과제 목표: 아래 레코드에서 "target"라는 단어가 들어 있는 행을 모두 찾아 그대로 옮겨 적으십시오.

데이터 행:
§ §

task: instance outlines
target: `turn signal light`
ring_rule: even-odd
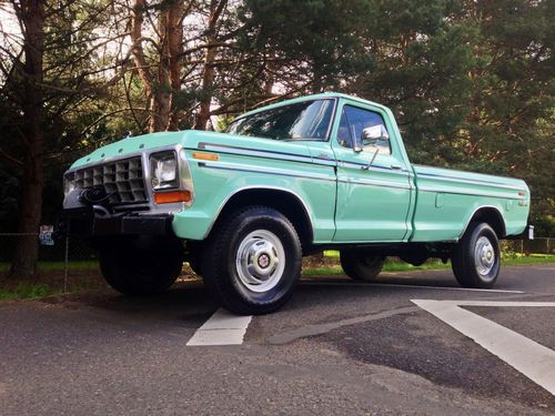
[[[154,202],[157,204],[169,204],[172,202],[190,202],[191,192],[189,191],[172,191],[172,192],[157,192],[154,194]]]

§ §

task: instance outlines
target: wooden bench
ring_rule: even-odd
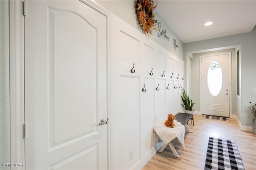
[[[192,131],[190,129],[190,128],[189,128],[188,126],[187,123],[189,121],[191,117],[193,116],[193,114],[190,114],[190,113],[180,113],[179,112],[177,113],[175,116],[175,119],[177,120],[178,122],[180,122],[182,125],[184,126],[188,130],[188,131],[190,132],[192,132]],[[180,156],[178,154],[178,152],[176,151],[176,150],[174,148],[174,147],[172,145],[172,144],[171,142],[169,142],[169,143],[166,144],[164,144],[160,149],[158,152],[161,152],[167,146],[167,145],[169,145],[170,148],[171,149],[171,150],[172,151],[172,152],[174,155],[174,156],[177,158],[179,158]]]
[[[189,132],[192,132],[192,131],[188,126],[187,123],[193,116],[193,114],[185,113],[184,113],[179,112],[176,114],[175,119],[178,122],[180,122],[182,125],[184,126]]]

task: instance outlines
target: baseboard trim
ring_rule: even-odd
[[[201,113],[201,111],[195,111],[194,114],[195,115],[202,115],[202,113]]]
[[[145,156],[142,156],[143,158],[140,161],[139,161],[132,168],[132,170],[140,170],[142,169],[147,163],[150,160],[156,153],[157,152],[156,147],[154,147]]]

§ §

연습 문제 정답:
target: `turn signal light`
target: wooden bench
target: baseboard trim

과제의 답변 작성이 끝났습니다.